Written task. Name every video game console mentioned in the article below.
-- BEGIN Document --
Advanced Micro Devices, Inc. (AMD) has quietly dominated the market for commodity graphics chips and CPUs for console gaming systems, and the latest generation of consoles look to be no exception.  Sony Corp.'s (TYO:6758PS4, to launch this holiday season, will feature an AMD GPU and CPU.  And there's an AMD 550 MHz Radeon "Latte" GPU aboard Nintendo Comp., Ltd.'s (TYO:7974popular Wii U.

So how does NVIDIA Corp. (NVDA), AMD's chief rival in the PC graphics market feel about AMD's dominance of the increasingly PC-like consoles?  Not too bad, apparently.



NVIDIA's Senior Vice President of content and tecnology told Gamespot in a recent interview that his company is essentially letting AMD win.  While he's convinced his firm could be AMD if it tried, he says it just isn't worth it, remarking:

I'm sure there was a negotiation that went on and we came to the conclusion that we didn't want to do the business at the price those guys were willing to pay. Having been through the original Xbox and PS3, we understand the economics of the development and the trade-offs.

If we say, did a console, what other piece of our business would we put on hold to chase after that? In the end, you only have so many engineers and so much capability, and if you're going to go off and do chips for Sony or Microsoft, then that's probably a chip that you're not doing for some other portion of your business.
-- END Document --
-- BEGIN Data lines --
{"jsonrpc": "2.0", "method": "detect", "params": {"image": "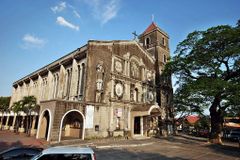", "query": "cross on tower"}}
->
[132,31,138,40]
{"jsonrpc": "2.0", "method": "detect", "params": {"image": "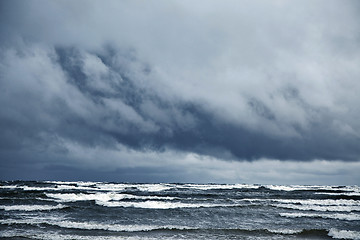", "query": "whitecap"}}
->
[279,213,360,221]
[0,204,65,211]
[96,201,239,209]
[272,204,360,212]
[0,218,192,232]
[266,229,303,235]
[328,228,360,240]
[46,192,175,202]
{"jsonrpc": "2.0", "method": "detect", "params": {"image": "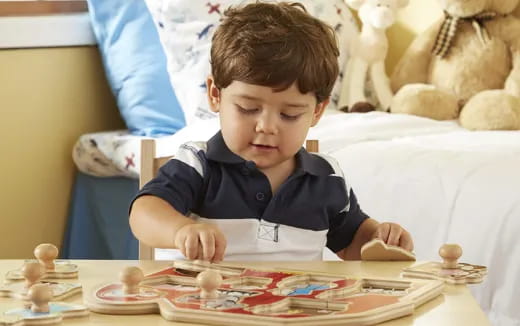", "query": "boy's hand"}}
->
[372,222,413,251]
[175,223,226,263]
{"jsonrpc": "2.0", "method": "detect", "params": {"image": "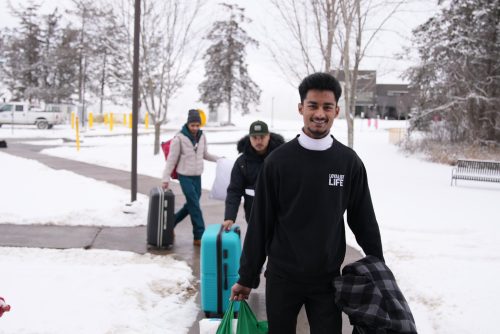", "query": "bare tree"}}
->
[269,0,407,147]
[338,0,406,147]
[112,0,205,154]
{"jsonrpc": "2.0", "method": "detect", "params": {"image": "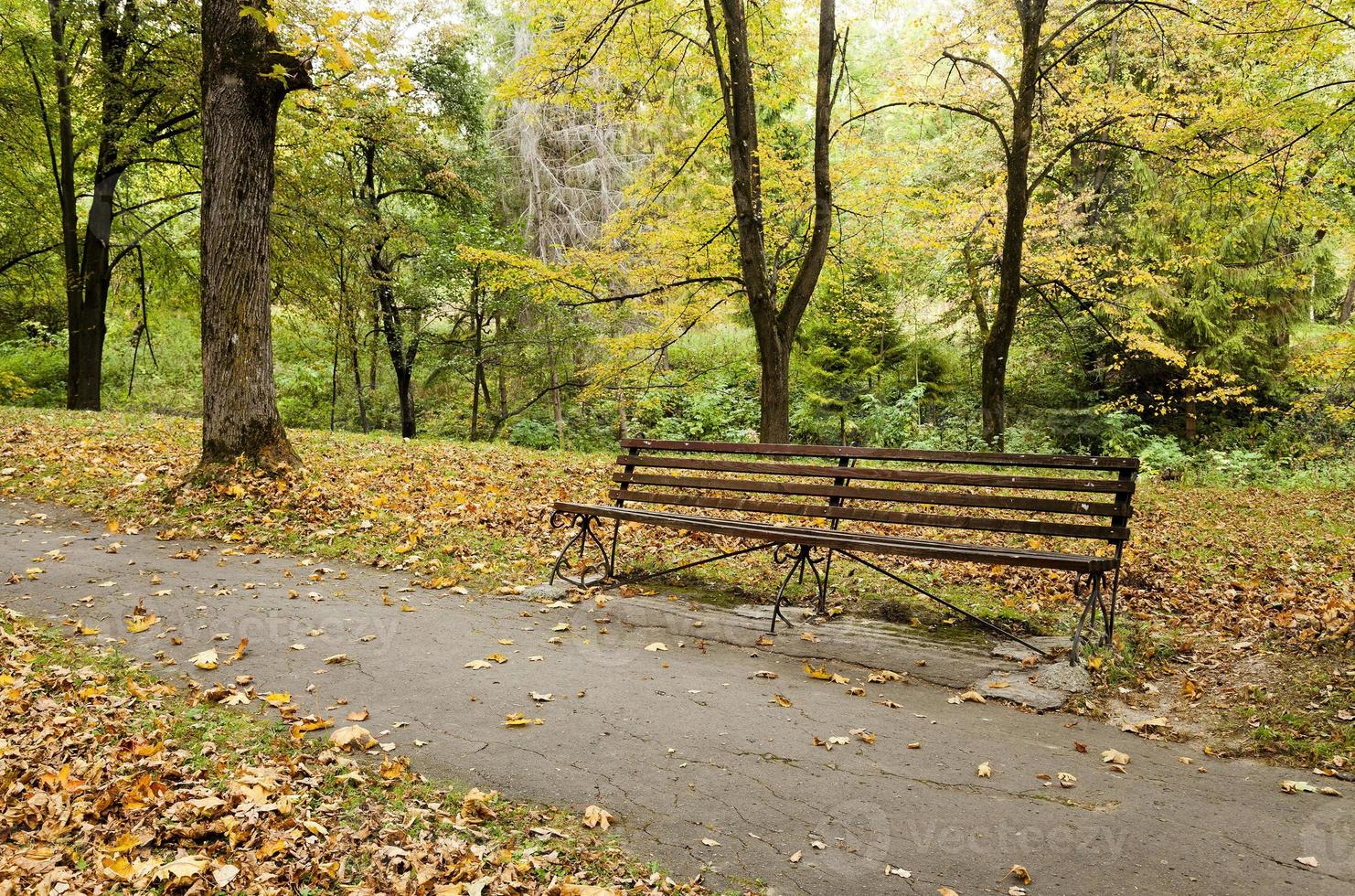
-- END Data lines --
Expected answer. PS4, Wii U, original Xbox, PS3